Start of QUOTED PASSAGE

The D.C. indie-pop oddball experiments with some fancy footwork on his solo debut.

Michael Kentoff makes a name for himself with his enchantingly eccentric new self-titled solo album — showcasing today on Tinnitist.

For Kentoff, singer-songwriter of the experimental pop group The Caribbean, songwriting is problem solving. When Kentoff became fascinated with the electronic dance genre footwork, he wondered if he could apply indie-pop songcraft to its cut-up production style.

The D.C. artist soon found exploring this creative conundrum to be the perfect antidote for dealing with the postpartum depression he was experiencing in the wake of The Caribbean’s latest album. The results can be heard on Kentoff’s self-titled solo debut, a surprisingly satisfying amalgamation of adventurous soundscapes and well-crafted melodies.

“I love how jarring J. Dilla and DJ Rashid and a lot of Chicago footwork sound. I started to think if I can build songs out of guitar and piano, why can’t I do this with samples? I ended up putting two kinds of music I’ve never heard together, pop and footwork,” Kentoff says.

End of QUOTED PASSAGE

→ **JOBS**:
A - In the article above about Michael Kentoff's solo album, rewrite the paragraph beginning "For Kentoff, singer-songwriter" as a short bulleted list that keeps its main facts.
B - Answer these questions using the article above about Michael Kentoff's solo album:
(i) What city is Kentoff from?
(ii) Which group is Kentoff the singer-songwriter of?
(iii) What two kinds of music does Kentoff say he put together?

Start of SUPPLIED DATA

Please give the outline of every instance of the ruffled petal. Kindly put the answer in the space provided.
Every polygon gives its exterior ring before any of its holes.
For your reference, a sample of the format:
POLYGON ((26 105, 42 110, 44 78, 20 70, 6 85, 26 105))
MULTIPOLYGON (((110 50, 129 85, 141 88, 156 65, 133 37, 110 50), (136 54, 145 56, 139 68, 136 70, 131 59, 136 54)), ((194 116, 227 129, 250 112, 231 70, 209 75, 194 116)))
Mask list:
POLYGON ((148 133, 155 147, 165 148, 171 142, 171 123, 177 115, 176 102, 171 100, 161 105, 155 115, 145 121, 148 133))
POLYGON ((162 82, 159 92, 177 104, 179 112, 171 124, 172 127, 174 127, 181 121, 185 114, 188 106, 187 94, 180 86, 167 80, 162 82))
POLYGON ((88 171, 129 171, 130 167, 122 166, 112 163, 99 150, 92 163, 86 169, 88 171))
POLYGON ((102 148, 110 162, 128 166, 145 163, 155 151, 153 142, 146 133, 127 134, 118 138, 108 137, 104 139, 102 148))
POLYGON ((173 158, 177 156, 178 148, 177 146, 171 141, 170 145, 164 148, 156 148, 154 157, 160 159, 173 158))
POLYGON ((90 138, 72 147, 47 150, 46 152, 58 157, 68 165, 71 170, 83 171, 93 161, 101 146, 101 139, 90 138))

End of SUPPLIED DATA
Start of SUPPLIED DATA

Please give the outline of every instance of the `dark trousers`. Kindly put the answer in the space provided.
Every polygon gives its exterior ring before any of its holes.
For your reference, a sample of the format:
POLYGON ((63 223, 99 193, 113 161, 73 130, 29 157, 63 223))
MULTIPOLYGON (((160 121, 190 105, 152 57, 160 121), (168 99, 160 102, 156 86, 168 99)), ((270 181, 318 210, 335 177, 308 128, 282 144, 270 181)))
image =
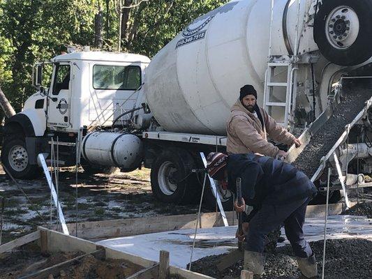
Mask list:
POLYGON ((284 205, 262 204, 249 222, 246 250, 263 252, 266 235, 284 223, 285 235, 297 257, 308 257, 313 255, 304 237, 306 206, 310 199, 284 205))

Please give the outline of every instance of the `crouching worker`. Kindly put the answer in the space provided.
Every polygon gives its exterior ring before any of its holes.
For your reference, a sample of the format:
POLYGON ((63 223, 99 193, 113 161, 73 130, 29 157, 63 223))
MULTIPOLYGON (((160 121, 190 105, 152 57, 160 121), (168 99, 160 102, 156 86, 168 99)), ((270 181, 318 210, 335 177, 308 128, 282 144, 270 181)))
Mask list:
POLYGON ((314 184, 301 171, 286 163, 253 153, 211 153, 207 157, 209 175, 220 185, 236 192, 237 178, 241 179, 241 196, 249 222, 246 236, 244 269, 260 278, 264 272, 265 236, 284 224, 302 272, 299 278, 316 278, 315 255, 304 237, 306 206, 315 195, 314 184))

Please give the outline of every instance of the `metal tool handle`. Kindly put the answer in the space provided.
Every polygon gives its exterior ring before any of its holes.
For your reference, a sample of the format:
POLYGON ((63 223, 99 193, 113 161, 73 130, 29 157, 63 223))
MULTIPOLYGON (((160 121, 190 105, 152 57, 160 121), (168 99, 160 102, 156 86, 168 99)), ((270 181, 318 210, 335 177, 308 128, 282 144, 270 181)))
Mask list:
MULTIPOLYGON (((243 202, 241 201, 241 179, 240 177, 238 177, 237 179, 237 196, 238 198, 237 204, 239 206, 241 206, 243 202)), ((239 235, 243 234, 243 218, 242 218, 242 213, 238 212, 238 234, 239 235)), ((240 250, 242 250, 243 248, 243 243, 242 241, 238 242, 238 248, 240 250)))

End of SUPPLIED DATA
Start of SUPPLIED DATA

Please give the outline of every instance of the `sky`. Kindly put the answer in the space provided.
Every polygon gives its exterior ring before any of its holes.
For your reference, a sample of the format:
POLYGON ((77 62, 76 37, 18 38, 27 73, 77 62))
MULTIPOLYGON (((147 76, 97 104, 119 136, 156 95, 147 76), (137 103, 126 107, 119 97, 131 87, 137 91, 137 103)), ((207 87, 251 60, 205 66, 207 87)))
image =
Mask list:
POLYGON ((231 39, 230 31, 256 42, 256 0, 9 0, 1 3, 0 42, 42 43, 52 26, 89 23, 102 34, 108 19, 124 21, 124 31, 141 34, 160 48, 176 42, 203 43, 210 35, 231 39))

End of SUPPLIED DATA

→ **FINAL ANSWERS**:
A -
- Kentoff is the singer-songwriter of the experimental pop group The Caribbean.
- He treats songwriting as problem solving.
- After becoming fascinated with the electronic dance genre footwork, he wondered whether indie-pop songcraft could be applied to its cut-up production style.

B -
(i) D.C.
(ii) The Caribbean
(iii) Pop and footwork